● Texto de origen:
---
Un beneficio adicional de la ciencia abierta es que permite una apertura hacia la participación de las comunidades, los investigadores amateur o simplemente personas con ganas de colaborar. Se la llama “ciencia ciudadana” o “comunitaria” y alude a diversas formas de involucrar a las comunidades en la recolección e interpretación de datos y/o en la definición de las agendas de investigación. Mediante talleres, redes sociales u otras formas de contacto, miles de personas pueden cooperar con las investigaciones, aportando sus conocimientos locales o simplemente su trabajo voluntario. Diversos proyectos de ciencia ciudadana han permitido hasta ahora cosas tan disímiles como entender mejor las conductas de los animales, identificar nuevas especies o estudiar el cosmos. Un ejemplo interesante es el del proyecto Galaxy Zoo, que invitó a los ciudadanos de a pie a trabajar en la clasificación de galaxias a partir de fotografías tomadas por telescopios. La enorme cantidad de astros hacía inviable que astrónomos profesionales procesaran esa información, por lo que se convocó a aficionados a colaborar. Más de 250.000 se involucraron en el trabajo online, con la sorpresa de que no sólo clasificaron galaxias, sino que incluso descubrieron una forma nueva, hasta entonces desconocida por los científicos. La investigación participativa también se utiliza hoy en la batalla contra el Covid-19, por ejemplo mediante videojuegos como Foldit, una especie de rompecabezas 3D inspirado en el modo en que se pliegan las proteínas. Las decisiones que toman los miles de jugadores y sus resultados en el juego permiten a los científicos predecir cómo se comportan las proteínas en el mundo real, lo que aporta velocidad en el desarrollo de antivirales.
---
● Consignas:
1. Según el texto sobre ciencia abierta, ¿qué cosas han permitido hasta ahora diversos proyectos de ciencia ciudadana? Enuméralas todas.
2. Prolonga el texto sobre ciencia abierta a partir de su última oración.
Los registros son un material aparte del texto sobre ciencia abierta.

Datos de expresiones referenciales:
---
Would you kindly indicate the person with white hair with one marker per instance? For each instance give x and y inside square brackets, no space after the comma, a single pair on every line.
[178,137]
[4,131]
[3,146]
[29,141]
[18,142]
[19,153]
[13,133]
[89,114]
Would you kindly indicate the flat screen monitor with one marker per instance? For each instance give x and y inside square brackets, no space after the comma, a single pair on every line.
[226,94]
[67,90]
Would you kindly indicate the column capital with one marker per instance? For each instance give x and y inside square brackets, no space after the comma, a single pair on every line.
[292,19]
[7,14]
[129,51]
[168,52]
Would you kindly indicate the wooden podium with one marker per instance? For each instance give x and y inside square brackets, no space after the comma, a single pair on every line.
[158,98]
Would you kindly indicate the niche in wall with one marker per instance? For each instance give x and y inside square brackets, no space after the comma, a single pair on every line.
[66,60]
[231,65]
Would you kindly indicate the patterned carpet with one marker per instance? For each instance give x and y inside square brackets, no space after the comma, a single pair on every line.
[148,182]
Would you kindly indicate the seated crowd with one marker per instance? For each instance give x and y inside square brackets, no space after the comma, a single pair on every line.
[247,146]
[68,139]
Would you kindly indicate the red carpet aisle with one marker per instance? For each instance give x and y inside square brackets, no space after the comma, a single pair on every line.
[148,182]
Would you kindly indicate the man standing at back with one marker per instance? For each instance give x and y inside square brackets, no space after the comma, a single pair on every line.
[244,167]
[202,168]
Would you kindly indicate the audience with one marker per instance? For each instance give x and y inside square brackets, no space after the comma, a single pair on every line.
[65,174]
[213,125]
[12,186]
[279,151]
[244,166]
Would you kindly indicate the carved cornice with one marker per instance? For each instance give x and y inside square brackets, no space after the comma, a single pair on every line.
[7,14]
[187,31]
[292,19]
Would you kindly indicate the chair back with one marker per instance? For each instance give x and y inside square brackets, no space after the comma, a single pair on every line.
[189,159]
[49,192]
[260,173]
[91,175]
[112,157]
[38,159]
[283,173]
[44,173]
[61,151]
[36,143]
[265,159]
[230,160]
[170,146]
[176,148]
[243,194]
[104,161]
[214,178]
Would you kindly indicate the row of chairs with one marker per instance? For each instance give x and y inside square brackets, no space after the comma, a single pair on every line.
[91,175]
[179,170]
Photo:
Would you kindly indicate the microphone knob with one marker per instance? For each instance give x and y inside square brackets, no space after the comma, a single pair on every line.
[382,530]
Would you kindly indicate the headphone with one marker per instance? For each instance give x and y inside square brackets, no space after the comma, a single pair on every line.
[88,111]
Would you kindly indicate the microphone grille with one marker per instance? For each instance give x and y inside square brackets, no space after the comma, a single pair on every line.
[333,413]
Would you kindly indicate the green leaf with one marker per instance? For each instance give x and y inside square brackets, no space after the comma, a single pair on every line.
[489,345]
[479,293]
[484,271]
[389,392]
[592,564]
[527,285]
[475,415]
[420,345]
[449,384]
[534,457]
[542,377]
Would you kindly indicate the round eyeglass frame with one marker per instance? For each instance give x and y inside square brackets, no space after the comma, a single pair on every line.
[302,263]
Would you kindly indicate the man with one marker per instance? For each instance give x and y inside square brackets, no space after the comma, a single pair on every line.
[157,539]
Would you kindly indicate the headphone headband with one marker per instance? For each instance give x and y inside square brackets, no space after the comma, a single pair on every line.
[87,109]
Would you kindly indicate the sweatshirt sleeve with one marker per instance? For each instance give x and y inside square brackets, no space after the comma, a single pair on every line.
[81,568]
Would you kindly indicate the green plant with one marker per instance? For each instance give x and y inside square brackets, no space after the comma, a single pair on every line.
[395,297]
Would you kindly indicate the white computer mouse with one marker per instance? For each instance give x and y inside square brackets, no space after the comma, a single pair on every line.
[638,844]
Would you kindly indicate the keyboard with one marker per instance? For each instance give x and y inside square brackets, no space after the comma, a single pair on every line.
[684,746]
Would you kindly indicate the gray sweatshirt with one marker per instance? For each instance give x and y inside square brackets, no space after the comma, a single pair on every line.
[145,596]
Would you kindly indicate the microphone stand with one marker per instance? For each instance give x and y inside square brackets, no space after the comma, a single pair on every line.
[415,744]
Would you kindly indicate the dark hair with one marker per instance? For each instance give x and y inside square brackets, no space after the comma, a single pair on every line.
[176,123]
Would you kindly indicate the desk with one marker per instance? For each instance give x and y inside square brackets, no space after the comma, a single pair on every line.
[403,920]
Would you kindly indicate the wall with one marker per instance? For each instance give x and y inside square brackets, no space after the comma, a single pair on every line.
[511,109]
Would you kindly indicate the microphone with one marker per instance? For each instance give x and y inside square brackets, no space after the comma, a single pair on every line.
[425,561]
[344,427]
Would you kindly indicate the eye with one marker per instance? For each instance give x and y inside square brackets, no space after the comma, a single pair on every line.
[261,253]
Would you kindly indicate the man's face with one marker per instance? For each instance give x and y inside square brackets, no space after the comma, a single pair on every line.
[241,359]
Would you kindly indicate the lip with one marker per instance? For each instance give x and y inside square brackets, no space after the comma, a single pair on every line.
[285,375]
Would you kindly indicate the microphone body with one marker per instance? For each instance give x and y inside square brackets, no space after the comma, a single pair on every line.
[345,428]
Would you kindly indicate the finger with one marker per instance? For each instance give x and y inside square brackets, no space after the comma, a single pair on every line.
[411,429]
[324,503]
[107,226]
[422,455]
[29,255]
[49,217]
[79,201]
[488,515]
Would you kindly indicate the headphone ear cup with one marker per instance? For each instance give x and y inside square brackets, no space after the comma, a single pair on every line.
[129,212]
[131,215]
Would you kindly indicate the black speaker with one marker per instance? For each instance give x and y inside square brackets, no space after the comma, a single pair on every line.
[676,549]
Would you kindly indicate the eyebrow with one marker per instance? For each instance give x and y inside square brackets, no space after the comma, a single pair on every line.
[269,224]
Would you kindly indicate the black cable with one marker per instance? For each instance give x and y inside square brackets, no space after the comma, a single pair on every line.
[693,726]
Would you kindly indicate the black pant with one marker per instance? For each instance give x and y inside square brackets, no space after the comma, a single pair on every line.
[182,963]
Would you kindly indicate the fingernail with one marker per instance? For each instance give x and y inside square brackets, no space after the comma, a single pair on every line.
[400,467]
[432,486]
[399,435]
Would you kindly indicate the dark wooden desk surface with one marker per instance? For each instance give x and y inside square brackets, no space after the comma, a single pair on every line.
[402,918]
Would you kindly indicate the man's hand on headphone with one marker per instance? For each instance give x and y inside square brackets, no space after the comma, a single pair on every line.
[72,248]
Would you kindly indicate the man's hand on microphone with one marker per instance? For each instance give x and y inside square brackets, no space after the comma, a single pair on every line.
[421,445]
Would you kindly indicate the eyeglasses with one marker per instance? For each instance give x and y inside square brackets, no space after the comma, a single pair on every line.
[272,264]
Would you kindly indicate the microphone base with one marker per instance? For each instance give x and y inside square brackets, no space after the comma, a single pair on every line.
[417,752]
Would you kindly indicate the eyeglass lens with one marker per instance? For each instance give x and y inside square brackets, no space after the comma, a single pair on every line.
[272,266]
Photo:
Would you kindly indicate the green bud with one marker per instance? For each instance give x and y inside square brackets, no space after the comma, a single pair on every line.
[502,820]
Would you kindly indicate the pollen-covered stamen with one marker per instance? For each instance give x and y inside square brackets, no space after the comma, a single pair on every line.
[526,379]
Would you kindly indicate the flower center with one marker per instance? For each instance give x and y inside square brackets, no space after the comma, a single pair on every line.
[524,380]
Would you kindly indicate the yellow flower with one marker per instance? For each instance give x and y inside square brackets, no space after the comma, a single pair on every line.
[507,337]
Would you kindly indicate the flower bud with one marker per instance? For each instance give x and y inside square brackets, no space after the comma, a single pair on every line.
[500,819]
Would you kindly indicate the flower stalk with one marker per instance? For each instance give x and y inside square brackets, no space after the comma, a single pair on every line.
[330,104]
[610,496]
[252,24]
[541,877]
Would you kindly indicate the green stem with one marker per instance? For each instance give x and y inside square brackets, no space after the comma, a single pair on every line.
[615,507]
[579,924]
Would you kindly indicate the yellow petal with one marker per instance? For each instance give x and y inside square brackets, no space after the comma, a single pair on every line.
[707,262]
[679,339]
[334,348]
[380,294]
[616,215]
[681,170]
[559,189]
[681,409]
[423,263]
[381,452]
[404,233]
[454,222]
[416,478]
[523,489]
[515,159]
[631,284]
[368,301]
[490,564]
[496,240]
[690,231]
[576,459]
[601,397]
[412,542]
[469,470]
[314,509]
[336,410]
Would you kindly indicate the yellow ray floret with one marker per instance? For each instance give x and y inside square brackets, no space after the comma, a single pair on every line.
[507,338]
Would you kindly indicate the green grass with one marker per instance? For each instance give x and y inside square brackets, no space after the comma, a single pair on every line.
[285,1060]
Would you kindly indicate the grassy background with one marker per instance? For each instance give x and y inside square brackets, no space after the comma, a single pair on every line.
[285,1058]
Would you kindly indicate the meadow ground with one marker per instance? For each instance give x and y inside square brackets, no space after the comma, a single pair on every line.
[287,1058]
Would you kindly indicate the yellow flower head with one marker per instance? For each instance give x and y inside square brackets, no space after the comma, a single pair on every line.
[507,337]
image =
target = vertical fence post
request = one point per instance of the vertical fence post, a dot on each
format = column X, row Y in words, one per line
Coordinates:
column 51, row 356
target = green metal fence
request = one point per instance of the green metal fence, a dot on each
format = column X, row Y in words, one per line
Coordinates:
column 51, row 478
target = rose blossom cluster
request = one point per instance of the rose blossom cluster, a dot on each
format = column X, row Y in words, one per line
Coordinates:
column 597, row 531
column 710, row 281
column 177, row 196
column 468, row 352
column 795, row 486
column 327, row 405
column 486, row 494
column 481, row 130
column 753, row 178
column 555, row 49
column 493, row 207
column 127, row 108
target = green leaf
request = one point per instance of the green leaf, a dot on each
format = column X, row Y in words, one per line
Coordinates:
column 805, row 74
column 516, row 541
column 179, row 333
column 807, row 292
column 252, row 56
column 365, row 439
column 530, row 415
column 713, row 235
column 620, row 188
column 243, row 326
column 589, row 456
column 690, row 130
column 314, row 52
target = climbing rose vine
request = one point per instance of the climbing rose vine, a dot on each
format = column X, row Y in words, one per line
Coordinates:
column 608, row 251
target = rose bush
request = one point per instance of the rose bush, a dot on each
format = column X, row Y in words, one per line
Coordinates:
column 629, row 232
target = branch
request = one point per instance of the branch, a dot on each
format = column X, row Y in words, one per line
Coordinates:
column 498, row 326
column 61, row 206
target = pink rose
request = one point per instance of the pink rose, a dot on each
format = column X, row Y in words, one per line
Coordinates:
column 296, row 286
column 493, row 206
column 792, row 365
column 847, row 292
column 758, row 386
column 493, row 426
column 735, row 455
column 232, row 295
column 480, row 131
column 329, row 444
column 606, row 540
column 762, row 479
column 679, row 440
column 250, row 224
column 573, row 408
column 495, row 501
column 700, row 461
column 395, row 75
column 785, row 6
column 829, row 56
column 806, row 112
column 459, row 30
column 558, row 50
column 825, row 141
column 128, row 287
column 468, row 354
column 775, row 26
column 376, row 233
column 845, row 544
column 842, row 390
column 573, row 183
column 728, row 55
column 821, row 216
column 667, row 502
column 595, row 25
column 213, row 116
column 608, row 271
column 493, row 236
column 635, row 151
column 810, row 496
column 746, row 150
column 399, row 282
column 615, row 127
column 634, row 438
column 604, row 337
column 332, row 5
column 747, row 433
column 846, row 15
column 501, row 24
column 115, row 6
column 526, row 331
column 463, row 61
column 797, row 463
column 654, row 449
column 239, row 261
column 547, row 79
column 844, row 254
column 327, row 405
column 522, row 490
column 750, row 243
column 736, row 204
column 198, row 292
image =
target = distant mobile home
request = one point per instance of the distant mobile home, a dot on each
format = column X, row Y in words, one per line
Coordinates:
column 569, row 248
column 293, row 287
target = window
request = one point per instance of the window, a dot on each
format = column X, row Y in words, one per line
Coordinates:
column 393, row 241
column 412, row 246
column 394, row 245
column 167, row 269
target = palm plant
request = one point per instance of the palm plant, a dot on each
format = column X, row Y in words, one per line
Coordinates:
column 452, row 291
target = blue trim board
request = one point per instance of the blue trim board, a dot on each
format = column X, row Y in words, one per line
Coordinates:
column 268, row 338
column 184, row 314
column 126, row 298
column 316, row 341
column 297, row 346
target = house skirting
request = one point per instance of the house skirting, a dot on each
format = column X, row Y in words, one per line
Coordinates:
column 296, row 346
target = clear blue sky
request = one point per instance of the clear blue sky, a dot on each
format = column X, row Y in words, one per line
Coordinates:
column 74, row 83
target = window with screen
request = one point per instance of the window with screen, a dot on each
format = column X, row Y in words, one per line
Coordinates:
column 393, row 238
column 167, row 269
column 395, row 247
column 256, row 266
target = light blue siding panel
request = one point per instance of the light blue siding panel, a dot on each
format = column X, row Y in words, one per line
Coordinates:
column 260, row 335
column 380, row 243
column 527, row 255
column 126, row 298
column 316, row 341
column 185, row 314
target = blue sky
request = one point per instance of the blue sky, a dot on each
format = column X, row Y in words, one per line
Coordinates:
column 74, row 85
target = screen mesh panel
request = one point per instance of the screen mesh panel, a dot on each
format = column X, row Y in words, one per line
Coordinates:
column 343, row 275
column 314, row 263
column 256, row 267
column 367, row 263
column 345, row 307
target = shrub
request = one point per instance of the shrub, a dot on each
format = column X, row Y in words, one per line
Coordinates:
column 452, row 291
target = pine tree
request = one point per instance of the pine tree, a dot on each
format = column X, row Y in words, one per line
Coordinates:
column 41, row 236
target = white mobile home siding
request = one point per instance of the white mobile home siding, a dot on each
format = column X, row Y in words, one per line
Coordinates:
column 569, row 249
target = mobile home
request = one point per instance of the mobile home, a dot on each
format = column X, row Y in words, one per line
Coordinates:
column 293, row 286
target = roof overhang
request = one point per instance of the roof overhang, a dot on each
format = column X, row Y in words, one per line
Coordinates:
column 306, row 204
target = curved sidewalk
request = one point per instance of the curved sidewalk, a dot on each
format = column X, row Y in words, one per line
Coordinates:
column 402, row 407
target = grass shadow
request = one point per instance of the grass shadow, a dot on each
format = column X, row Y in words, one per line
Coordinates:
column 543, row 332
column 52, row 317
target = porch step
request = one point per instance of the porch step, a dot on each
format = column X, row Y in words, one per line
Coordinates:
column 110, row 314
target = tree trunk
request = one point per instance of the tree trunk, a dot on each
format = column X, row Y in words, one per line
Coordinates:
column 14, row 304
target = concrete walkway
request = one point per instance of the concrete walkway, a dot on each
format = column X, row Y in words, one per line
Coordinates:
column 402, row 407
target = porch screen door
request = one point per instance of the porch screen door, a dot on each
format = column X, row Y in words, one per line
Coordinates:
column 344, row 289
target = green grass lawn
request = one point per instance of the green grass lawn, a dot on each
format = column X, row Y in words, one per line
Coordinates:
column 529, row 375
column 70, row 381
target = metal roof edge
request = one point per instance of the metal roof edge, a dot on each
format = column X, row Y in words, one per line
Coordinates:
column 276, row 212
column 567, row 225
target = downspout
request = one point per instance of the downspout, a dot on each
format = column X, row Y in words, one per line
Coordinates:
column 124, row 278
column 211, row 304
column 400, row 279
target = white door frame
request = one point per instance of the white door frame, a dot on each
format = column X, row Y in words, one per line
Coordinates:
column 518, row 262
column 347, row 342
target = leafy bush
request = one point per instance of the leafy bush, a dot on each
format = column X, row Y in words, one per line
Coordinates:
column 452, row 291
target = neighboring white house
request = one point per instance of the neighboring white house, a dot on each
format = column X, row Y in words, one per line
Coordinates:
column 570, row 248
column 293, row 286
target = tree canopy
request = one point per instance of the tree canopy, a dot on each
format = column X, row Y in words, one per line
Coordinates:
---
● Tus respuestas:
1.
- Entender mejor las conductas de los animales
- Identificar nuevas especies
- Estudiar el cosmos

2.
Pero no se trata sólo de aportar velocidad. La ciencia comunitaria puede ser también una herramienta política de transformación, capaz de movilizar a las personas para generar conocimientos nuevos que desafían saberes aceptados, que visibilizan modos de opresión que no entraban en las agendas de las universidades o ponen en cuestión intereses que están en conflicto con los de otros sectores. En la Argentina se utiliza la ciencia ciudadana para una variedad de fines, entre otros, para avanzar en la investigación de la problemática del Chagas o en justicia ambiental en el Riachuelo

Los beneficios de abrir la ciencia son evidentes. Resta, sin embargo, encontrar la manera de garantizar que la apertura no termine beneficiando especialmente a los jugadores más poderosos. Como han advertido algunos científicos de países pobres, tal como están las cosas puede suceder que los datos y procedimientos liberados en el sur terminen siendo explotados económicamente en el norte y dando crédito a científicos de allí (incluso si, haciendo el balance, es posible que la ciencia del sur se vea comparativamente más beneficiada que la del norte si tiene un acceso más libre). Un punto más que requiere una intervención política para asegurar un desarrollo justo. Fruto de un esfuerzo acumulativo, colectivo y global, el conocimiento científico debe ser tenido como lo que es: un bien público mundial.